• [Short exercise]: Copy the stretch from the start of the data through the line containing "[(457, 272), (499, 226), (467, 333)]", keeping every line, and increase each coordinate in the answers by 91.

• [Given data]:

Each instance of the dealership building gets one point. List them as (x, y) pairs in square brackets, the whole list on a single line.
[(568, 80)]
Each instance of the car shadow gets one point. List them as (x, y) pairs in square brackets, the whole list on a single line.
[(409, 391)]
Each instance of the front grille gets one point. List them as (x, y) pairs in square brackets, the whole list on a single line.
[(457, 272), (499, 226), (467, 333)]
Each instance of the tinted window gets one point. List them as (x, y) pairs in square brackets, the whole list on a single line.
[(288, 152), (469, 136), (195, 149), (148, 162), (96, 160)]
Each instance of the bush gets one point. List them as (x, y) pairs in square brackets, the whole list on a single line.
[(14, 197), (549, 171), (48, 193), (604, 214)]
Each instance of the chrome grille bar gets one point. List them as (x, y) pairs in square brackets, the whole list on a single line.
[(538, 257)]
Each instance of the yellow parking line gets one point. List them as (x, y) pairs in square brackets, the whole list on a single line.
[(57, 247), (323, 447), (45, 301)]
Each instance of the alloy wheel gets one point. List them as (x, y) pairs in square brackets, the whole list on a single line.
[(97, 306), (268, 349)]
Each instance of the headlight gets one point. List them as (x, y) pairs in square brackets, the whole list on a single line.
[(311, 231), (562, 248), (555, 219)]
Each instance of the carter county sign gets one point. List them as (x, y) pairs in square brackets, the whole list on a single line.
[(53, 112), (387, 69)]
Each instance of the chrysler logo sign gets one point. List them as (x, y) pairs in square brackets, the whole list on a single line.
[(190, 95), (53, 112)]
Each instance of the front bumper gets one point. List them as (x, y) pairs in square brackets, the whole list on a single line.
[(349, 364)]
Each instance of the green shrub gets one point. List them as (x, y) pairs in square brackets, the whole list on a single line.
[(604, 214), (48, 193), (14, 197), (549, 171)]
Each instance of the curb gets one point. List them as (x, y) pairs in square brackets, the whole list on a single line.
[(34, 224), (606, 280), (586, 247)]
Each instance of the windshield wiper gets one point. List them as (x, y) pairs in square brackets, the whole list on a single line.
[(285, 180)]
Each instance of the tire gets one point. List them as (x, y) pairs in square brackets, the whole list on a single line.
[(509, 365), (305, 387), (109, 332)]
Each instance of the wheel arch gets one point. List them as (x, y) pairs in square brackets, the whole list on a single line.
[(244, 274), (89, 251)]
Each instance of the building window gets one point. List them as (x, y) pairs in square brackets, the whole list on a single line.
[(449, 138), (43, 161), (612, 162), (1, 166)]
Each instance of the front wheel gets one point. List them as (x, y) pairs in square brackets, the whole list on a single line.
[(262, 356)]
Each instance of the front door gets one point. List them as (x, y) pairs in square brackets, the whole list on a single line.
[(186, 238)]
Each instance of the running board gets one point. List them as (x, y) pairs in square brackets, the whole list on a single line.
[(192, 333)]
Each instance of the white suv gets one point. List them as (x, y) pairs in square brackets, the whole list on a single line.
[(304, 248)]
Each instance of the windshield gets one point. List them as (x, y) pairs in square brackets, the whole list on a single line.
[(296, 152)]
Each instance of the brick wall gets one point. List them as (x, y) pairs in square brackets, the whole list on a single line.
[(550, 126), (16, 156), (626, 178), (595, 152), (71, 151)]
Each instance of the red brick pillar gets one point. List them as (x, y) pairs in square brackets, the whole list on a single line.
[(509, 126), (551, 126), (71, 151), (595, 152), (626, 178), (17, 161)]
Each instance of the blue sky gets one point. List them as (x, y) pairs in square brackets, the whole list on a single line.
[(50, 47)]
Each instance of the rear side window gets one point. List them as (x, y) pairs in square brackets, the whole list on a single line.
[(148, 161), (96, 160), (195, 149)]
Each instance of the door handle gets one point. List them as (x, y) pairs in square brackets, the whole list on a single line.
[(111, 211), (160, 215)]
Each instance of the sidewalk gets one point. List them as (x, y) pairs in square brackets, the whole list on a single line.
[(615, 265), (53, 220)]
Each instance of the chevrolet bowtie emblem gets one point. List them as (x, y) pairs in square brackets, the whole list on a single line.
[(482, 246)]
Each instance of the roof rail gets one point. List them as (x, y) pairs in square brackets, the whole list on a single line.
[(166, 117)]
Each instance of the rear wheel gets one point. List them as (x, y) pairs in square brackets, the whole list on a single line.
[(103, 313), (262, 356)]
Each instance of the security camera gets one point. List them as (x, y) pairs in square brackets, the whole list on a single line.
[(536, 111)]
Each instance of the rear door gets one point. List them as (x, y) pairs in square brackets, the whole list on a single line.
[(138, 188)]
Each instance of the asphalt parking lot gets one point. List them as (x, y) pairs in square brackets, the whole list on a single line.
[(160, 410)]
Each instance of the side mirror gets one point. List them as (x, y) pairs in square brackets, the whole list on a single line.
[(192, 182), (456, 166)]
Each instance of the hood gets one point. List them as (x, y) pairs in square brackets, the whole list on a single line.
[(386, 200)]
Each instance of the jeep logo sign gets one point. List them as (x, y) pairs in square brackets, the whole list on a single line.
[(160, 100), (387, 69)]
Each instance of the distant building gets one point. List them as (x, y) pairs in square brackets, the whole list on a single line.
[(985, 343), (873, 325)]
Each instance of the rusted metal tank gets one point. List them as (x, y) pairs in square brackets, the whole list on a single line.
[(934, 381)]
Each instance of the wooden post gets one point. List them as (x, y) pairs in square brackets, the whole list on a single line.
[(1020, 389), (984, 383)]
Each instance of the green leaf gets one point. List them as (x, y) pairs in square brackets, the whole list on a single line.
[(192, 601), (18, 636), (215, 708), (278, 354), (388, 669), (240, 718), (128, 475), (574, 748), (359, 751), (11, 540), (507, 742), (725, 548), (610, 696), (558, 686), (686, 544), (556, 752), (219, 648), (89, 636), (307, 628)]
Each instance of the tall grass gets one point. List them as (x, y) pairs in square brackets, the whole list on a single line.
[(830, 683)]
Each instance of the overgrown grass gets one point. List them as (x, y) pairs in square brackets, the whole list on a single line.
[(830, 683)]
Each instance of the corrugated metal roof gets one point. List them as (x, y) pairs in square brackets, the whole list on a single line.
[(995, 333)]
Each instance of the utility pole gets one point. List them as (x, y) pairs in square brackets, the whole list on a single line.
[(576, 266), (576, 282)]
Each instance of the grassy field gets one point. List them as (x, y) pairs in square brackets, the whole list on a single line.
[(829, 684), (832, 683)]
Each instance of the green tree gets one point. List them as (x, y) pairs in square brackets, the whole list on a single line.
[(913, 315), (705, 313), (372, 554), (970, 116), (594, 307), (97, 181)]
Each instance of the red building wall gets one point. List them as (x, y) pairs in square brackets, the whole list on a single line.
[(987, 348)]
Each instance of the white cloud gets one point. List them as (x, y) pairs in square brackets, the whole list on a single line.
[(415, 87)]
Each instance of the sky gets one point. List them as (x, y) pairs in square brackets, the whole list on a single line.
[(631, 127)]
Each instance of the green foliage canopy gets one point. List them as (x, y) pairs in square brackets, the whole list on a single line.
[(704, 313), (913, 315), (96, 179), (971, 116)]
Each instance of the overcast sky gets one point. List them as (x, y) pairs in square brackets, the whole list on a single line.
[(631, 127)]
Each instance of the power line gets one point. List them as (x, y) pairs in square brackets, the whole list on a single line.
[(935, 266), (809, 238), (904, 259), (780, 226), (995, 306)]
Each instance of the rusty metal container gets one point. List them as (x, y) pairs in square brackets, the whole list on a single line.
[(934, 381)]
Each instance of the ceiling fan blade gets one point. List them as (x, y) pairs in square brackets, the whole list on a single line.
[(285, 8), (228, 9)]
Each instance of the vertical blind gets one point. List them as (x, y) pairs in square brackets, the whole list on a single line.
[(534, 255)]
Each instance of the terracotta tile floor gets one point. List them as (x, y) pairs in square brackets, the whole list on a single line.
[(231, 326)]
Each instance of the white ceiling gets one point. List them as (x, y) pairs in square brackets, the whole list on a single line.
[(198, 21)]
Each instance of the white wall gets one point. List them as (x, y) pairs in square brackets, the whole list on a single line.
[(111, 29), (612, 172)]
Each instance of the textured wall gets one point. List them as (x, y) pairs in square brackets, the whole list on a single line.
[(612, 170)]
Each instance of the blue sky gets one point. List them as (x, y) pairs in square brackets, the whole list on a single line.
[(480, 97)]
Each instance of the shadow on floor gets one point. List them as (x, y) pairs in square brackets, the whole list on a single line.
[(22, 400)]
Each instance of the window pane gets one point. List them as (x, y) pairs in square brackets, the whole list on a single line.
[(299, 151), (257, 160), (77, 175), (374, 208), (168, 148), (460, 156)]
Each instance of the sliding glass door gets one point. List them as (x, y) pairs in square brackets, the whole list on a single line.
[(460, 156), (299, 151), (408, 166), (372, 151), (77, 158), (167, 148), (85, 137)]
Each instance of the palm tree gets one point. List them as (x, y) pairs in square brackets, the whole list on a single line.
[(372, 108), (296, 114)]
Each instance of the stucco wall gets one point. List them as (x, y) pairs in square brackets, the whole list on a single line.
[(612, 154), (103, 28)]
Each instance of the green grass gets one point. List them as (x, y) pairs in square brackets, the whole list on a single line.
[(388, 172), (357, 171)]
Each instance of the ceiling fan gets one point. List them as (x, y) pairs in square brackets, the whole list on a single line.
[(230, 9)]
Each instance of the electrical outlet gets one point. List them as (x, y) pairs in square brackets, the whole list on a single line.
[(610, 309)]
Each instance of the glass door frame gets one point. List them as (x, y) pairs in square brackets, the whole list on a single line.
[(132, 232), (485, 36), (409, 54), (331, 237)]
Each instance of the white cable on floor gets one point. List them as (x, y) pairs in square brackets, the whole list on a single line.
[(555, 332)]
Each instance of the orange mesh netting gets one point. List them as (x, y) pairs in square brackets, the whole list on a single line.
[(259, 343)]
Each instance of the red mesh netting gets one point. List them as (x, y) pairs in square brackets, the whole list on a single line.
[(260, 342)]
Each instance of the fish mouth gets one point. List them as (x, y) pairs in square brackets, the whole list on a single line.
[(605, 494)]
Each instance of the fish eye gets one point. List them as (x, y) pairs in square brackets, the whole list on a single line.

• [Task answer]:
Each instance of the dealership building gets one point. List them as (x, y) pairs in square brackets, the whole list on a single line.
[(659, 171)]
Each instance of the car shadow gets one point. List them as (x, y) pairs in square brackets, the whole list on a single line.
[(500, 482)]
Each instance of the front grille gets one point. List them as (x, y) pairs in square brackets, the whole list on a single line.
[(548, 363), (590, 317), (558, 424)]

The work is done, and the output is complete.